Work required = Repeat the entries exactly, keeping every line as it is.

Task material =
■ ■ ■ ■

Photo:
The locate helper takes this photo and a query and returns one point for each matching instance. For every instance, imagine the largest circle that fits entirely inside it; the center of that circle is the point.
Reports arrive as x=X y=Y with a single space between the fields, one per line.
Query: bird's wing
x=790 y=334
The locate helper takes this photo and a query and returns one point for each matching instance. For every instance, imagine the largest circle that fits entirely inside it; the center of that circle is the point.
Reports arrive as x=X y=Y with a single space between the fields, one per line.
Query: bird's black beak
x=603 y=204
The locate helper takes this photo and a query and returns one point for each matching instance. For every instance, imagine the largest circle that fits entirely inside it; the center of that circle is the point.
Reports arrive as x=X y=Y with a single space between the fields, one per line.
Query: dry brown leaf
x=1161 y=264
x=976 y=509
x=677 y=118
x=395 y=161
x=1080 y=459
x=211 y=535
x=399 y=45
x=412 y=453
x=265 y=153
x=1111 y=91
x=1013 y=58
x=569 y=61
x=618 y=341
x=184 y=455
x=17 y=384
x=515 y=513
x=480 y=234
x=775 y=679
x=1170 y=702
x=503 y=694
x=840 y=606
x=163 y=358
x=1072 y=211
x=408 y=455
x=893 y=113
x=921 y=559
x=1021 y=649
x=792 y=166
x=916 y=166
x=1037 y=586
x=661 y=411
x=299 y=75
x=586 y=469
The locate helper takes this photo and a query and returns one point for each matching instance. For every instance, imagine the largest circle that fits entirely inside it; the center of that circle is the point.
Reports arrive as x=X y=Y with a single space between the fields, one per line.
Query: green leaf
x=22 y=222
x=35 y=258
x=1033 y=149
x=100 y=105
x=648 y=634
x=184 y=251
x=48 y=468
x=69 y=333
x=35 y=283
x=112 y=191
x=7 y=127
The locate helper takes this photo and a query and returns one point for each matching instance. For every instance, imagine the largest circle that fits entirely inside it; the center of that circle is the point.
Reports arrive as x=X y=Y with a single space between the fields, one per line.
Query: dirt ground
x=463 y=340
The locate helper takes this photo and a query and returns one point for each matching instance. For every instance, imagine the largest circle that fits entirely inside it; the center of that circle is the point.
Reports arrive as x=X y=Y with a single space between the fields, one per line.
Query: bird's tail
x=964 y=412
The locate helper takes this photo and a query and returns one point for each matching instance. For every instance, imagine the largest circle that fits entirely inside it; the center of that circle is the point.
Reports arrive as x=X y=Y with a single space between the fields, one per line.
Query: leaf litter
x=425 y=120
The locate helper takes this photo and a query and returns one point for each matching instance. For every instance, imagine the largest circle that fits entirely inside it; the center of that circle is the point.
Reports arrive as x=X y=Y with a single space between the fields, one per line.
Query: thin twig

■ ■ ■ ■

Exercise solution =
Photo:
The locate helper takes this photo and a query and returns one point for each matching instance. For every instance, imagine the largest circle that fits entirely inside it; the center of that circle is the point.
Reports arrive as x=X y=Y with a single space between the fields, one per line.
Query: bird's wing
x=790 y=334
The locate helper takes this photo and a query and returns one point for each matching instance. For every instance, imagine the largest circle that fits entirely inside it; the center of that circle is the point.
Reports arrive as x=X y=Y with a single space between the fields, one per line.
Query: bird's black beak
x=603 y=204
The locate helper takes this photo and a query and returns one point for each matching instance. For every instance, imagine the largest circle that fits entirely inside it; the center of that circle is the point.
Reports arrive as x=X y=Y with a single space between the fields, one per line.
Query: dry brown leaf
x=1161 y=264
x=976 y=509
x=677 y=118
x=395 y=161
x=1080 y=459
x=211 y=535
x=399 y=45
x=412 y=453
x=265 y=153
x=1111 y=91
x=1013 y=58
x=569 y=61
x=618 y=341
x=184 y=455
x=17 y=384
x=515 y=513
x=480 y=234
x=775 y=679
x=1170 y=702
x=503 y=694
x=840 y=606
x=163 y=358
x=1072 y=211
x=408 y=455
x=893 y=113
x=921 y=559
x=1021 y=649
x=792 y=166
x=916 y=166
x=1037 y=586
x=661 y=411
x=299 y=75
x=586 y=469
The locate helper takes this photo and a query and returns one point for each matching instance. For every instance, imagine the largest circle that fits entirely inside it; the center of that circle is the point.
Reports arrive as x=X y=Y with a single space between the fields, one per line.
Query: green leaf
x=22 y=222
x=35 y=258
x=1033 y=149
x=100 y=105
x=648 y=634
x=184 y=251
x=48 y=468
x=69 y=333
x=35 y=283
x=112 y=191
x=7 y=127
The locate helper takes this photo and a query and returns one point for each matching instance. For every instance, imagine the largest circle that fits entirely inside it; the center of that circle is the point.
Reports arrive as x=X y=Y with a single space between the fields, one per line.
Query: dirt ground
x=463 y=340
The locate helper takes this photo and a query and returns one point for each matching instance. For every instance, imagine the largest circle that fits entirely inside it; the center of that circle is the point.
Reports arrive as x=X y=Y with a single space between the fields, one per line.
Query: bird's tail
x=964 y=412
The locate helper takes this photo and a query and returns one point for each matching instance. For every instance, imagine the largest circle that fits entirely inside it; the center of that circle is the point.
Reports arrive as x=X y=Y with a single space between the fields, one per line.
Query: leaf litter
x=425 y=120
The locate helper takes this photo and a query and returns one point for each matching instance. For every instance, imagine the largest circle that fits entirely inside it; the center of that circle is the point.
Reports arrive as x=X y=Y with a single space between the fields, one per line.
Query: thin twig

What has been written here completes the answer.